=== What the task asks ===
Exactly as written, return every line of the data below.

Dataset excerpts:
========

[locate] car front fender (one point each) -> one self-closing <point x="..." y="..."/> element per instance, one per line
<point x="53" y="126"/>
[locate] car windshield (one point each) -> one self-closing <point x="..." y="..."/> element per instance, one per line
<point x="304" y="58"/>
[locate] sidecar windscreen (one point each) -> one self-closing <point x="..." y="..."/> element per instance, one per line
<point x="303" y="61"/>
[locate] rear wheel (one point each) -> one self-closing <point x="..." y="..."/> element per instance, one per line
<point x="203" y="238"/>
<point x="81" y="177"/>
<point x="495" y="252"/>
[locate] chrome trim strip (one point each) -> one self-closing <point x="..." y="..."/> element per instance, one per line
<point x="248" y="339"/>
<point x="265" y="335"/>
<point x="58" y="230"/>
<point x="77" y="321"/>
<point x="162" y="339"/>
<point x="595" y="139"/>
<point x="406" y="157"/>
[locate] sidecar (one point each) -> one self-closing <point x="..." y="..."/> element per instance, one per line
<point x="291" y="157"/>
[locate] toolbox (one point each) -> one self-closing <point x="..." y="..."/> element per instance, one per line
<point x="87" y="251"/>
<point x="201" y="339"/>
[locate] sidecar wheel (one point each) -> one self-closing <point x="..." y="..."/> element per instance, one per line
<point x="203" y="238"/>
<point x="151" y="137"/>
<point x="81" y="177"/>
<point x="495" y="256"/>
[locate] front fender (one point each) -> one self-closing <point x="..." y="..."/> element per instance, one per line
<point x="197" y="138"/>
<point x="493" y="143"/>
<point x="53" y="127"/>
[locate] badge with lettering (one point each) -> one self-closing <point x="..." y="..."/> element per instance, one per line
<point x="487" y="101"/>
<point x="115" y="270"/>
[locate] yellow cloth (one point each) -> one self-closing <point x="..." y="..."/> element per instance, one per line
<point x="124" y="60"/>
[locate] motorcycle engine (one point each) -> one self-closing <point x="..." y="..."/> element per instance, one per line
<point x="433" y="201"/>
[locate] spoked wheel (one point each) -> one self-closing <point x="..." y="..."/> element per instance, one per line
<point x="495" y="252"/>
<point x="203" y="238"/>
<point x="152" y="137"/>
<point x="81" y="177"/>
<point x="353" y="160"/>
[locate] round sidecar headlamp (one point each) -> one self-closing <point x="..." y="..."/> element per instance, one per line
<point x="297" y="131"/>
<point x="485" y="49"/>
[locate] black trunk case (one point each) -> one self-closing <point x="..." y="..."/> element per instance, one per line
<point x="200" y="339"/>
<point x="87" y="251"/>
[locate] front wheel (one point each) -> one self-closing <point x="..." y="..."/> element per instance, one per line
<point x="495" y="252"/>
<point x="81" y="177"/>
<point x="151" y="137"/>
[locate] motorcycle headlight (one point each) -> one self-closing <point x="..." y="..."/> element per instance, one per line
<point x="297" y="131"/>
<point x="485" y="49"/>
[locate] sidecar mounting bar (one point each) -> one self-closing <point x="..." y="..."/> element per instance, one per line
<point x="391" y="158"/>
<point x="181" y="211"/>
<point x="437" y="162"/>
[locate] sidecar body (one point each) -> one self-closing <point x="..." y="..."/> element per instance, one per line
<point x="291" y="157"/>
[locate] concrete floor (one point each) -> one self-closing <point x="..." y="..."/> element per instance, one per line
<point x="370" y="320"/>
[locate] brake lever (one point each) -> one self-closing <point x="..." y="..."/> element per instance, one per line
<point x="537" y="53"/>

========

=== Reply ===
[locate] car front fender (one point each) -> one self-closing <point x="..." y="..."/> element per instance, one per line
<point x="53" y="126"/>
[locate] car windshield (one point each) -> one self-closing <point x="..." y="..."/> element per instance, one per line
<point x="304" y="58"/>
[locate] sidecar windscreen (one point each) -> one self-closing <point x="..." y="..."/> element per instance, one per line
<point x="303" y="61"/>
[locate] rear wheel (one point each) -> one self-closing <point x="..." y="..."/> element per instance, one per line
<point x="203" y="238"/>
<point x="81" y="177"/>
<point x="495" y="252"/>
[locate] chrome trim strip (one point each) -> one self-closing <point x="..." y="..."/> element per instance, one per line
<point x="248" y="339"/>
<point x="265" y="335"/>
<point x="58" y="230"/>
<point x="77" y="321"/>
<point x="162" y="339"/>
<point x="595" y="139"/>
<point x="406" y="157"/>
[locate] sidecar (one point each) -> one self-closing <point x="..." y="..."/> element per instance, one per line
<point x="291" y="157"/>
[locate] toolbox (one point each) -> one self-closing <point x="..." y="..."/> element per instance, one per line
<point x="87" y="251"/>
<point x="201" y="339"/>
[locate] sidecar wheel (one point each) -> one self-closing <point x="..." y="..."/> element per instance, one per line
<point x="203" y="238"/>
<point x="151" y="137"/>
<point x="81" y="177"/>
<point x="495" y="256"/>
[locate] front fender (one point each) -> one self-closing <point x="..." y="..."/> element per instance, one per line
<point x="197" y="138"/>
<point x="493" y="143"/>
<point x="53" y="127"/>
[locate] badge with lettering (one point each) -> one self-closing <point x="..." y="..."/> element per instance, one per line
<point x="487" y="101"/>
<point x="115" y="270"/>
[locate] yellow cloth (one point each) -> one self-closing <point x="..." y="..."/> element per instance, one per line
<point x="124" y="60"/>
[locate] motorcycle engine (one point each) -> one self-closing <point x="..." y="..."/> element per instance, one per line
<point x="433" y="201"/>
[locate] spoked wheel (one point each) -> one self-closing <point x="..." y="..."/> element per instance, one per line
<point x="495" y="252"/>
<point x="203" y="238"/>
<point x="152" y="137"/>
<point x="81" y="177"/>
<point x="353" y="160"/>
[locate] round sidecar headlamp (one point each) -> one self-closing <point x="..." y="..."/> element per instance, one per line
<point x="297" y="131"/>
<point x="485" y="49"/>
[locate] black trunk case (one point each) -> one self-closing <point x="..." y="..."/> element per instance, one per line
<point x="200" y="339"/>
<point x="87" y="251"/>
[locate] front wheel (one point each) -> one self-closing <point x="..." y="..."/> element per instance, one per line
<point x="495" y="252"/>
<point x="81" y="177"/>
<point x="151" y="137"/>
[locate] motorcycle headlight (one point each) -> one self-closing <point x="..." y="..."/> element per instance, one per line
<point x="297" y="131"/>
<point x="485" y="49"/>
[locate] sidecar mounting bar (one point each) -> one self-closing <point x="..." y="..."/> element per instance, one per line
<point x="391" y="158"/>
<point x="181" y="211"/>
<point x="437" y="162"/>
[locate] sidecar body (one point each) -> one self-closing <point x="..." y="..."/> element per instance, one per line
<point x="291" y="157"/>
[locate] concrete floor (one point each) -> one self-closing <point x="..." y="..."/> element per instance, one per line
<point x="370" y="320"/>
[locate] brake lever (one point each) -> one self-closing <point x="..." y="..."/> element per instance, one per line
<point x="537" y="53"/>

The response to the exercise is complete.